What needs to be done
Output everything from the start of the items down to the line that contains "negative clicks: (739, 252)" as a numbered list, leaving out blank lines and pictures.

[Stored data entries]
= = = =

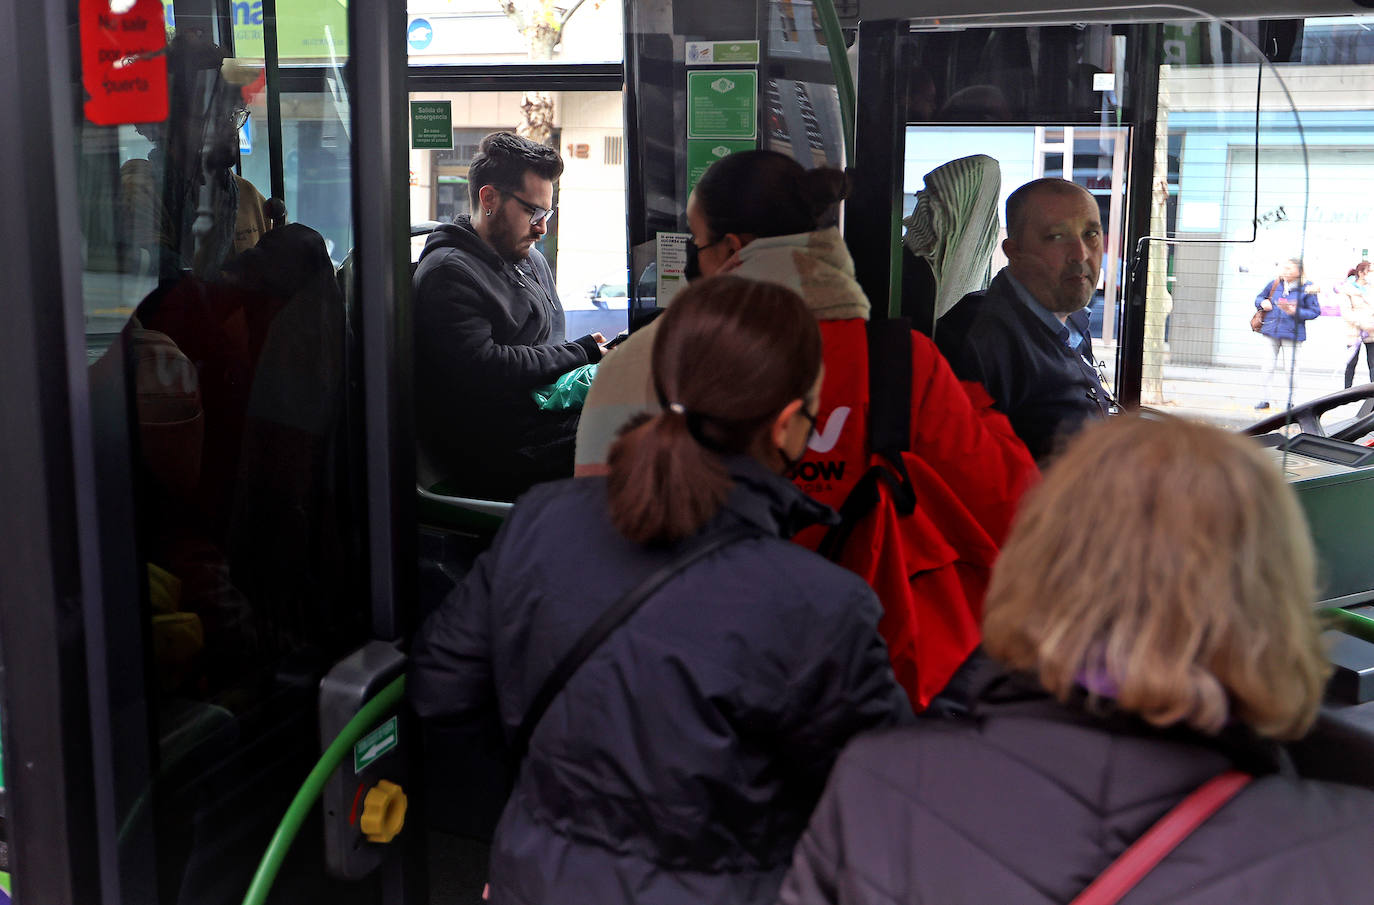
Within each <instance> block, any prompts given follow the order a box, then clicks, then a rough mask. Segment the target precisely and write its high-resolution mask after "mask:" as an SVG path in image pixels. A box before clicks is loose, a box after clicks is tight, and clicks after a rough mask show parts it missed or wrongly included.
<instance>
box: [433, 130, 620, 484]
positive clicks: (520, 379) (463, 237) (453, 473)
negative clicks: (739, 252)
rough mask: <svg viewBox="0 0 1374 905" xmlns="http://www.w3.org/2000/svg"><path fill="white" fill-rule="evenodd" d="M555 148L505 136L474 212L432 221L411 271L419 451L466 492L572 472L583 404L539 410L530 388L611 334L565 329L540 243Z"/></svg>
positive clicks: (560, 310)
mask: <svg viewBox="0 0 1374 905" xmlns="http://www.w3.org/2000/svg"><path fill="white" fill-rule="evenodd" d="M562 173H563V161H562V159H561V158H559V157H558V152H556V151H555V150H554V148H550V147H545V146H543V144H536V143H533V141H529V140H526V139H522V137H519V136H517V135H513V133H510V132H493V133H492V135H488V136H486V137H485V139H482V143H481V144H480V146H478V151H477V155H475V157H474V158H473V162H471V166H470V168H469V174H467V180H469V185H467V190H469V199H470V202H471V214H470V216H467V214H464V216H460V217H458V218H456V220H455V222H452V224H444V225H442V227H440V228H438V229H436V231H434V232H433V233H431V235H430V238H429V240H427V242H426V243H425V251H423V254H422V255H420V262H419V266H418V269H416V271H415V295H414V301H415V356H416V357H415V401H416V427H418V439H419V444H420V453H422V457H423V460H425V461H426V464H429V466H430V467H431V471H433V472H434V474H436V475H437V477H440V478H442V481H444V483H445V485H448V486H449V488H452V489H453V490H455V492H458V493H460V494H464V496H475V497H485V499H514V497H515V496H518V494H519V493H521V492H522V490H525V489H528V488H529V486H530V485H533V483H537V482H540V481H550V479H555V478H563V477H570V475H572V474H573V438H574V435H576V433H577V419H578V415H580V413H578V412H576V411H574V412H545V411H540V409H539V408H537V406H536V404H534V401H533V398H532V397H530V391H532V390H534V389H537V387H540V386H545V385H548V383H552V382H554V380H555V379H556V378H558V376H559V375H562V374H566V372H569V371H572V369H574V368H577V367H580V365H584V364H588V363H595V361H599V360H600V357H602V352H603V343H605V339H603V338H602V336H600V334H589V335H587V336H580V338H577V339H574V341H570V342H569V341H567V339H566V336H565V320H563V306H562V303H561V302H559V299H558V291H556V290H555V288H554V275H552V272H551V271H550V266H548V262H547V261H545V260H544V255H543V254H540V251H539V249H536V247H534V243H536V242H539V240H540V239H541V238H543V236H544V233H545V232H548V224H550V221H551V218H552V217H554V181H555V180H556V179H558V177H559V176H562Z"/></svg>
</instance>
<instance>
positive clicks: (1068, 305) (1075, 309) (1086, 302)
mask: <svg viewBox="0 0 1374 905" xmlns="http://www.w3.org/2000/svg"><path fill="white" fill-rule="evenodd" d="M1066 276H1069V275H1066ZM1081 276H1084V277H1087V280H1088V286H1087V291H1084V293H1079V291H1073V293H1070V291H1068V290H1062V291H1058V293H1052V299H1051V301H1052V306H1050V310H1051V312H1054V313H1055V314H1072V313H1074V312H1080V310H1083V309H1084V308H1087V306H1088V305H1091V303H1092V294H1094V293H1095V291H1096V286H1098V279H1096V275H1094V273H1088V272H1084V273H1081ZM1061 282H1062V280H1061Z"/></svg>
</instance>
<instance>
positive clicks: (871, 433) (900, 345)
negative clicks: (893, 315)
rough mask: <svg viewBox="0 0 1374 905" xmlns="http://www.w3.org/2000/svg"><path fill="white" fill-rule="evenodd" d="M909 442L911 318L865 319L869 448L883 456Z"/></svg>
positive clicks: (894, 317)
mask: <svg viewBox="0 0 1374 905" xmlns="http://www.w3.org/2000/svg"><path fill="white" fill-rule="evenodd" d="M910 445H911V321H910V320H907V319H905V317H888V319H883V320H870V321H868V448H870V449H871V450H874V452H879V453H883V455H889V456H890V455H892V453H900V452H903V450H905V449H907V448H908V446H910Z"/></svg>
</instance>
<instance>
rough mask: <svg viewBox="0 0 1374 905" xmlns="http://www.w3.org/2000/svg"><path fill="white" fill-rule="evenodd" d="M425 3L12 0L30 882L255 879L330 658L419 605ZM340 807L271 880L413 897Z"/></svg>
mask: <svg viewBox="0 0 1374 905" xmlns="http://www.w3.org/2000/svg"><path fill="white" fill-rule="evenodd" d="M393 5H394V4H389V3H383V1H382V0H372V1H367V0H357V1H354V3H352V4H343V3H339V1H338V0H275V1H273V0H262V1H261V3H260V1H256V0H254V1H253V3H229V1H228V0H174V1H173V0H113V1H111V0H70V1H69V3H58V4H5V5H4V11H5V15H7V16H8V21H7V22H5V23H4V27H3V29H0V32H4V41H5V44H7V48H5V54H4V55H3V56H4V59H5V60H7V62H5V66H7V67H8V73H7V74H8V76H10V77H11V87H12V89H11V91H10V92H7V93H8V95H10V98H8V99H7V102H5V106H4V110H3V115H4V128H5V132H7V135H10V136H11V137H14V139H15V147H16V148H18V150H19V152H18V157H16V159H15V162H14V163H12V168H7V169H8V172H7V174H5V176H4V180H5V183H7V195H5V196H7V198H10V199H12V202H14V203H15V211H14V217H12V218H10V220H11V222H10V224H8V225H7V227H5V249H7V255H12V258H14V261H15V262H16V265H15V266H14V268H10V269H8V273H7V276H8V279H10V287H8V293H7V297H8V299H10V303H8V305H7V310H8V312H10V316H11V320H10V324H8V328H7V330H5V331H4V339H3V341H0V342H3V343H4V350H3V354H4V358H5V361H7V365H5V374H7V376H12V379H7V391H5V394H4V397H5V398H4V412H5V417H4V419H3V423H4V424H5V433H7V434H10V438H11V439H12V444H11V439H7V441H5V444H4V445H5V446H7V448H8V449H10V450H11V453H10V455H7V456H5V467H4V470H3V472H4V474H3V477H0V485H3V499H4V500H5V507H4V508H5V514H4V516H3V520H4V536H5V542H4V545H3V547H4V552H3V553H0V558H3V562H0V573H4V574H5V578H4V580H3V582H4V588H3V591H0V599H3V604H0V614H3V617H0V619H3V621H0V651H3V658H4V667H5V673H4V714H3V715H4V717H5V718H4V754H5V758H4V764H5V768H7V769H5V797H4V805H5V817H7V824H5V828H7V831H8V843H10V853H11V854H10V865H8V867H10V871H12V873H14V893H15V898H16V901H23V902H51V904H60V902H103V904H114V902H124V904H126V905H132V904H140V905H142V904H162V905H172V904H184V905H191V904H195V905H209V904H221V902H223V904H227V902H239V901H242V898H243V894H245V891H246V889H247V884H249V879H250V876H251V873H253V869H254V868H256V865H257V861H258V858H260V857H261V854H262V851H264V849H265V847H267V843H268V840H269V838H271V835H272V831H273V828H275V827H276V823H278V820H280V817H282V814H283V812H284V810H286V806H287V803H289V802H290V799H291V795H293V794H294V792H295V790H297V787H298V786H300V784H301V781H302V780H304V779H305V776H306V773H308V772H309V769H311V766H312V765H313V764H315V761H316V758H317V757H319V754H320V737H319V715H317V698H319V691H317V689H319V685H320V678H322V676H324V674H326V672H327V670H330V667H331V665H334V663H335V662H337V661H339V659H341V658H343V656H345V655H346V654H348V652H349V651H352V650H354V648H357V647H359V645H360V644H363V643H364V641H365V640H368V639H383V640H392V639H398V637H400V636H401V633H403V632H404V630H408V618H409V617H408V614H407V612H405V610H404V607H401V606H400V602H403V600H409V599H412V597H414V592H412V591H411V588H412V585H414V563H415V549H414V540H412V538H414V534H412V530H411V526H412V525H414V508H412V507H414V472H412V464H411V459H409V453H408V450H409V449H411V441H409V439H408V437H407V435H405V431H407V430H408V427H407V420H408V417H407V416H405V401H404V400H405V398H407V397H408V393H409V386H408V380H401V379H398V378H397V372H398V371H400V369H401V368H404V367H405V365H407V361H408V354H403V352H401V349H404V343H403V342H400V339H398V330H397V323H398V321H403V317H401V314H400V310H401V308H400V305H401V303H403V302H404V299H405V298H407V295H405V293H407V288H405V287H407V273H405V260H404V258H405V244H404V243H405V238H404V229H405V218H407V213H405V210H404V209H403V205H397V201H396V199H403V198H404V191H403V190H401V188H400V187H401V185H404V181H403V180H404V169H401V168H404V162H405V161H404V144H401V143H403V141H404V119H403V118H400V117H401V115H403V111H401V104H400V103H394V102H393V98H398V96H400V95H401V91H403V78H404V59H403V58H400V55H398V51H396V48H400V47H401V45H403V41H401V34H403V30H404V12H403V11H400V10H394V8H393ZM393 119H396V121H394V122H393ZM397 136H400V137H397ZM397 148H401V151H400V152H397ZM19 161H22V163H21V162H19ZM346 258H350V260H352V261H353V264H354V266H352V268H345V269H343V271H342V273H341V272H339V271H341V264H342V262H343V261H345V260H346ZM403 449H404V450H407V453H405V455H398V453H397V450H403ZM397 488H401V490H397ZM397 526H400V529H401V530H393V529H396V527H397ZM398 563H404V564H401V566H398ZM403 742H404V739H403ZM316 814H317V812H316ZM322 835H323V834H322V829H320V824H319V817H317V816H316V817H315V818H313V823H308V824H306V827H305V831H304V832H302V834H301V838H300V840H298V842H297V846H295V849H294V850H293V851H291V854H290V857H289V858H287V861H286V864H284V867H283V869H282V873H280V876H279V879H278V883H276V889H275V890H273V893H272V897H271V900H269V901H280V902H287V901H333V902H359V904H363V902H367V904H371V902H381V901H393V902H400V901H405V890H404V889H403V884H401V883H400V882H398V879H397V878H398V876H400V871H398V869H394V868H396V862H397V858H392V860H390V862H392V869H389V871H383V872H382V873H379V875H375V876H372V878H370V879H368V880H365V882H361V883H342V882H337V880H331V879H330V878H327V876H326V875H324V868H323V858H322V854H320V845H322V843H320V840H322ZM420 873H422V872H420ZM415 901H418V900H415Z"/></svg>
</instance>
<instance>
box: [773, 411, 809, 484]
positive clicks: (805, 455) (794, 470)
mask: <svg viewBox="0 0 1374 905" xmlns="http://www.w3.org/2000/svg"><path fill="white" fill-rule="evenodd" d="M797 413H798V415H801V416H802V417H805V419H807V423H808V424H811V430H809V431H807V439H808V442H809V441H811V435H812V434H815V433H816V416H815V415H812V413H811V412H808V411H807V406H805V405H802V406H801V409H800V411H798V412H797ZM778 455H779V456H782V463H783V464H785V466H787V470H786V471H783V472H782V474H783V477H786V478H787V479H789V481H796V479H797V470H798V468H801V460H802V459H805V456H807V448H805V446H802V449H801V455H800V456H797V457H796V459H793V457H791V456H789V455H787V450H786V449H783V448H782V446H779V448H778Z"/></svg>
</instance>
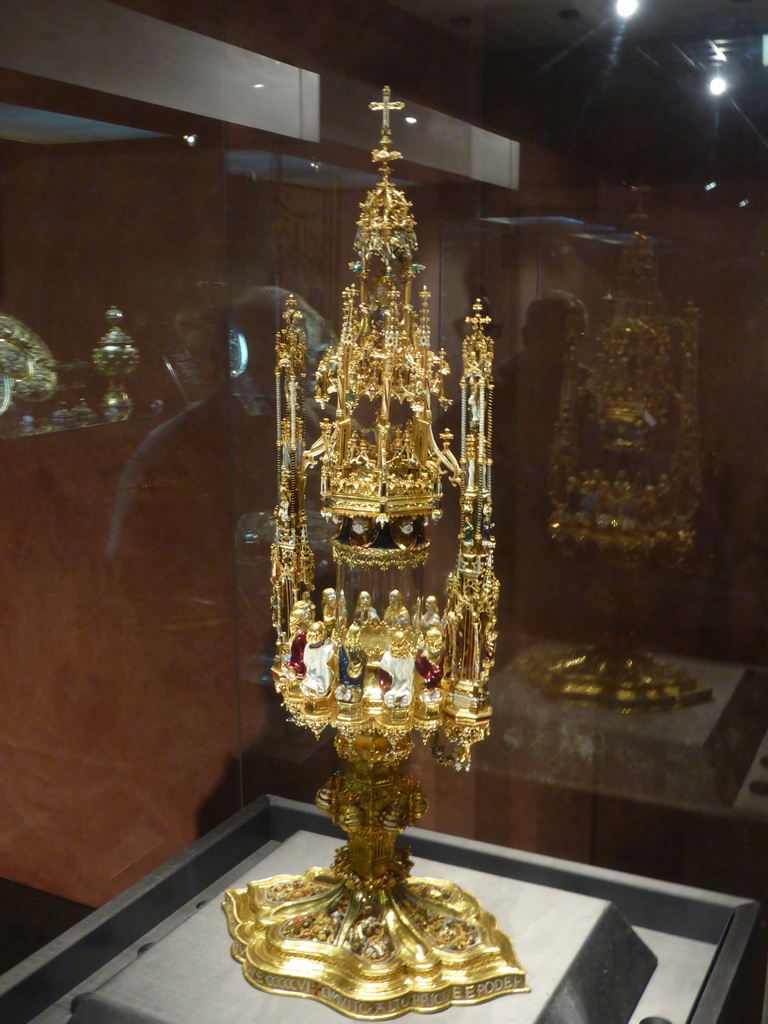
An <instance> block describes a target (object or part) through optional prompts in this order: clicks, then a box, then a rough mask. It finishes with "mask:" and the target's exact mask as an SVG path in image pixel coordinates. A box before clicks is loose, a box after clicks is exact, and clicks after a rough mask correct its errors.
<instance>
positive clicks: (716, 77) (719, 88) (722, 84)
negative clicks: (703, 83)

= = = =

Task solution
1. Within each <instance> block, any prompts given follow the order a box, then clicks, then a rough mask. Segment the target precisely and write its high-resolution mask after "mask:" as an SVG path in image pixels. A box before clicks is loose, a box after clicks is tight, and clicks after a rough mask show parts it missed or wrongly included.
2. <instance>
3. box: [433, 130, 620, 484]
4. positive clicks: (520, 379) (463, 237) (453, 473)
5. negative clicks: (739, 252)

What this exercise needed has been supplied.